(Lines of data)

-=-=-

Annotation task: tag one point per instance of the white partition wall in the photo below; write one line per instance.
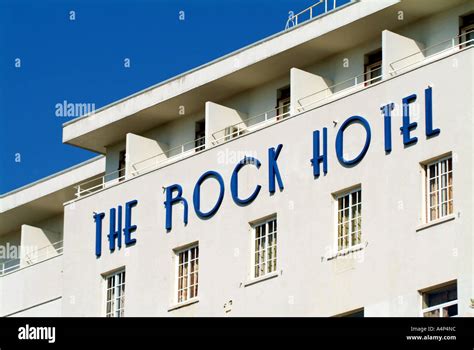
(307, 90)
(37, 244)
(399, 52)
(223, 122)
(142, 154)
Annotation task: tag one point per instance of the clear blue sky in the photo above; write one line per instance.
(82, 61)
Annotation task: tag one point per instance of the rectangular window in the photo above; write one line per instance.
(441, 302)
(466, 30)
(121, 167)
(199, 136)
(188, 272)
(115, 294)
(233, 131)
(283, 102)
(265, 247)
(349, 220)
(373, 67)
(439, 189)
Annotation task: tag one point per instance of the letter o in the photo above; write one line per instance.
(234, 182)
(340, 140)
(197, 194)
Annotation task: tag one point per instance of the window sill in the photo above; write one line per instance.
(183, 304)
(262, 278)
(348, 251)
(435, 222)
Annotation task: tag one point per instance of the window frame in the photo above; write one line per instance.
(427, 193)
(464, 29)
(200, 135)
(283, 102)
(371, 65)
(253, 226)
(441, 306)
(122, 163)
(177, 252)
(337, 196)
(105, 279)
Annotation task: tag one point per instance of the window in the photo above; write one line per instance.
(353, 313)
(115, 294)
(199, 136)
(466, 30)
(188, 270)
(232, 132)
(349, 220)
(121, 168)
(373, 67)
(283, 102)
(439, 189)
(440, 302)
(265, 247)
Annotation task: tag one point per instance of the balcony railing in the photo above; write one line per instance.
(31, 258)
(431, 53)
(320, 8)
(259, 121)
(251, 124)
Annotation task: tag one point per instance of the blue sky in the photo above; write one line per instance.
(82, 61)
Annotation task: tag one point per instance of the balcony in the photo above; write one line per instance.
(308, 91)
(31, 257)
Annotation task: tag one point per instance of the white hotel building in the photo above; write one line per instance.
(324, 171)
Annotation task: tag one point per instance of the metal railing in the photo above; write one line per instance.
(172, 154)
(320, 8)
(337, 90)
(250, 124)
(431, 52)
(31, 258)
(261, 120)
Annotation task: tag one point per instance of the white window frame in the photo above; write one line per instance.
(437, 162)
(340, 195)
(115, 311)
(264, 222)
(188, 298)
(439, 307)
(232, 132)
(369, 69)
(463, 37)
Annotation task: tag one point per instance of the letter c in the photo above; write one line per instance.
(234, 181)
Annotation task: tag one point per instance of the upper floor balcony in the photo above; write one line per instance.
(341, 48)
(306, 91)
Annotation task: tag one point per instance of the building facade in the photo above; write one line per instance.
(324, 171)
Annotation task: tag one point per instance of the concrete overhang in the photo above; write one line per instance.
(344, 28)
(44, 198)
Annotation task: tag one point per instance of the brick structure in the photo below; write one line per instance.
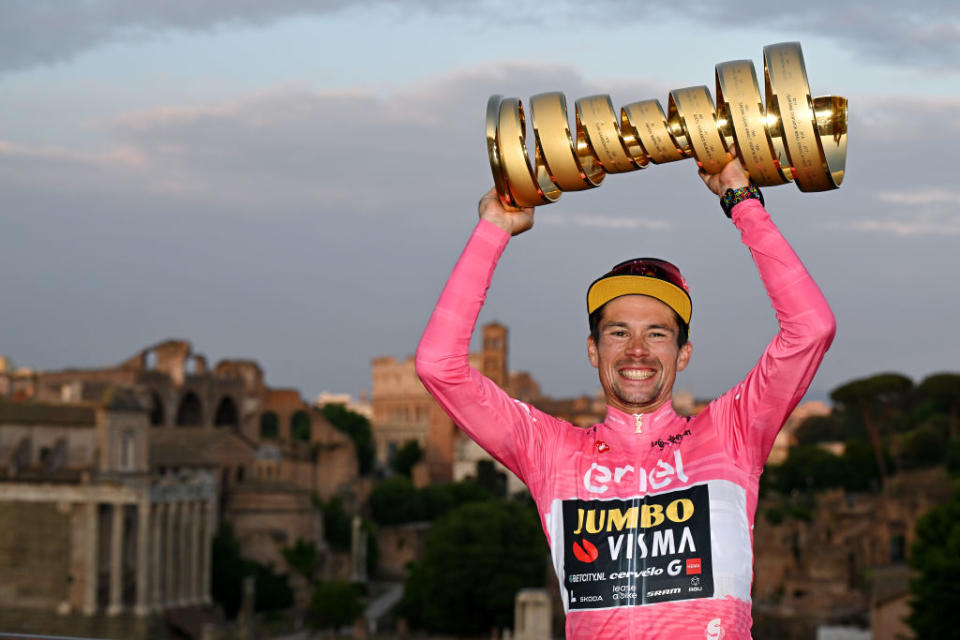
(121, 475)
(403, 410)
(847, 555)
(94, 528)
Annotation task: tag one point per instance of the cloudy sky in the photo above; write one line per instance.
(292, 181)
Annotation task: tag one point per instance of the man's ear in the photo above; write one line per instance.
(683, 357)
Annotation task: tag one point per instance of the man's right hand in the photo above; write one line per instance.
(513, 221)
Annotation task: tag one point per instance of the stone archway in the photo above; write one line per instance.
(190, 411)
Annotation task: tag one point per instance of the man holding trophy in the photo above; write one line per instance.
(648, 514)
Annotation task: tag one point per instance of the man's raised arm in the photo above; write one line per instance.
(475, 403)
(760, 404)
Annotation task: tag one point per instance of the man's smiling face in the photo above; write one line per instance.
(637, 354)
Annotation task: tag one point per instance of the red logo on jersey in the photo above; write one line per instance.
(587, 553)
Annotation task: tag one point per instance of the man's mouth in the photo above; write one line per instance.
(636, 374)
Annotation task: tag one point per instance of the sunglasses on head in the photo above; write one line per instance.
(651, 268)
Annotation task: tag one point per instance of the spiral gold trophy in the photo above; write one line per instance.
(795, 139)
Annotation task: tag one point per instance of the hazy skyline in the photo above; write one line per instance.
(292, 181)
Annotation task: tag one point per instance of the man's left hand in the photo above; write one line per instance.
(732, 176)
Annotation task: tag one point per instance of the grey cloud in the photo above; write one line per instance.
(293, 217)
(47, 31)
(923, 34)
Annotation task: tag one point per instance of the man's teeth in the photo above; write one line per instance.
(633, 374)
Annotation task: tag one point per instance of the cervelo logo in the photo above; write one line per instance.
(597, 479)
(586, 553)
(714, 630)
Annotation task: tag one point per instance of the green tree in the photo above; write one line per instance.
(227, 571)
(335, 604)
(272, 590)
(337, 523)
(871, 397)
(944, 388)
(229, 568)
(304, 558)
(925, 446)
(808, 468)
(357, 427)
(935, 556)
(475, 560)
(395, 501)
(406, 457)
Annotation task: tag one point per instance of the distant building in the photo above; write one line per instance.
(91, 527)
(121, 475)
(403, 410)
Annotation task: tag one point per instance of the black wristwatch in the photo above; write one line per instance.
(735, 196)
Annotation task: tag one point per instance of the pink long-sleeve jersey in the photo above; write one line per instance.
(649, 517)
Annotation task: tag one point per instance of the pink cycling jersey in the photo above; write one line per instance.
(649, 517)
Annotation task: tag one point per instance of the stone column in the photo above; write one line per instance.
(186, 554)
(90, 579)
(156, 568)
(210, 526)
(169, 583)
(183, 557)
(196, 562)
(143, 558)
(116, 561)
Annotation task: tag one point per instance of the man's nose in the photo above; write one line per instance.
(637, 346)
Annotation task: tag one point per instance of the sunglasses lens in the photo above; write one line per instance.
(651, 268)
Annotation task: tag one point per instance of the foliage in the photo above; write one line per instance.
(876, 398)
(303, 557)
(953, 456)
(335, 604)
(810, 468)
(944, 389)
(406, 457)
(300, 427)
(357, 427)
(272, 590)
(228, 570)
(924, 446)
(935, 556)
(476, 558)
(397, 501)
(337, 523)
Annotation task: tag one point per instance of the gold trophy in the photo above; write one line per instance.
(795, 139)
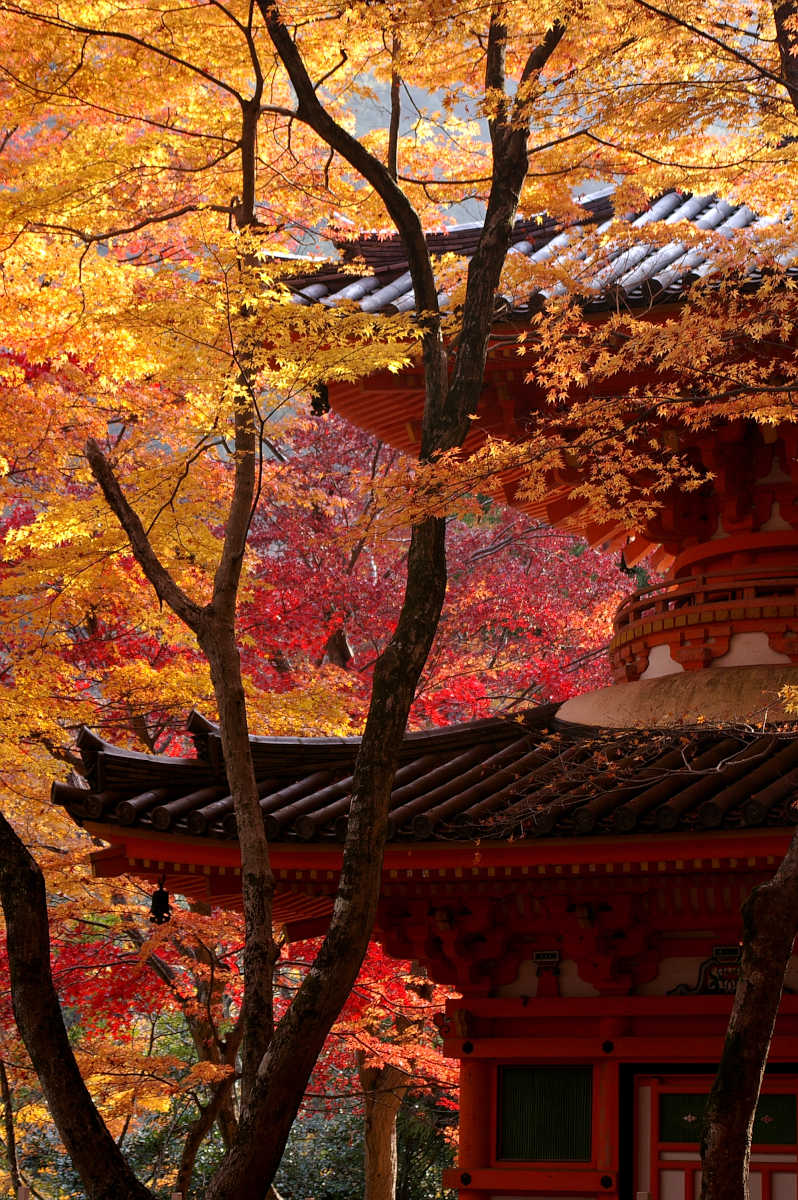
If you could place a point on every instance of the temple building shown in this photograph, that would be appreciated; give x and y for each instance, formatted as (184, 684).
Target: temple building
(576, 870)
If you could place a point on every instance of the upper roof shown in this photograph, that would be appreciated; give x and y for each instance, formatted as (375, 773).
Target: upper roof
(646, 273)
(498, 779)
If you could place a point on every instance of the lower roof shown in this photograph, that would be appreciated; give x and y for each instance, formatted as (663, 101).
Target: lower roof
(507, 779)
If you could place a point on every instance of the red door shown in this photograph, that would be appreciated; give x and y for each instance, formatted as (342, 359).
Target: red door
(669, 1111)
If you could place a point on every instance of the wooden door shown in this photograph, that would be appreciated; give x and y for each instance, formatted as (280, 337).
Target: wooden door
(669, 1110)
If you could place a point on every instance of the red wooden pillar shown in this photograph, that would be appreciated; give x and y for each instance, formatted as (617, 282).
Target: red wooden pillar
(475, 1127)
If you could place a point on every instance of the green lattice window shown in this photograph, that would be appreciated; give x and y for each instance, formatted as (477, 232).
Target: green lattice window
(682, 1117)
(545, 1114)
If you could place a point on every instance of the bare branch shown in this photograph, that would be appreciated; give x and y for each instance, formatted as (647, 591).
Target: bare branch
(166, 588)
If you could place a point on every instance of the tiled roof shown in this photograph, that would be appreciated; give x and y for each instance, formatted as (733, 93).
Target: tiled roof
(497, 779)
(643, 271)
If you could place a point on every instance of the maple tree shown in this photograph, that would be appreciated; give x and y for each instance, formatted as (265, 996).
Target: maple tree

-=-=-

**PROBLEM DESCRIPTION:** Omit the pictures and please write out exactly the lines between the one containing "Annotation task: tag one point per instance of the gold" and the last line of the entries, both included.

**FULL OUTPUT:**
Annotation task: tag one point per instance of the gold trophy in the photo above; write one line per instance.
(795, 139)
If you could place a point on every instance of the temple building shown in this photograph, that would be appreciated; give x and y for each instance, formatted as (184, 684).
Target: temple building
(576, 870)
If you could place a point on every instance of the upper roof shown in this photograph, that would be appreciated; give x and y for each instance, formatted as (375, 773).
Target: upper roof
(646, 273)
(498, 779)
If you could place a point on every instance of the lower roof shown in this photograph, that would be appreciated; give x and y for each instance, formatted as (663, 101).
Target: lower roof
(507, 779)
If you could place a point on every instance of the red door shown in this photograph, that would be appreciated; give x and y for each instance, formatted as (342, 359).
Target: red door
(669, 1111)
If you could place a point on every instance of the wooden door shown in this photograph, that would be appreciated; give x and y for each instance, formatted as (280, 337).
Target: wooden door
(669, 1110)
If you could place a point on every instance of the red wooden pillar shown in this photograph, that would be appreciated; give x and y for each instance, formatted as (617, 282).
Target: red wooden pillar
(475, 1127)
If you could place a point on every instance of the green lattice window shown in this photograph, that would be appreciated; give x and y for each instance, formatted as (477, 232).
Target: green lattice window
(682, 1117)
(545, 1114)
If you could place a point on every instance of the bare branch shown in this photograph, that would be appreciated; give x and y for each instance, formatted as (647, 591).
Target: bare branch
(166, 588)
If you could place a point on every instance of the tiled roof shown in this photograph, that would be appreciated; give x and y for each instance, formatted as (733, 93).
Target: tiled roof
(497, 779)
(643, 271)
If you could place a point on every instance of the maple tree shown in this photograph, that would be appreciated; give x and y for each instance, formatted as (265, 996).
Target: maple tree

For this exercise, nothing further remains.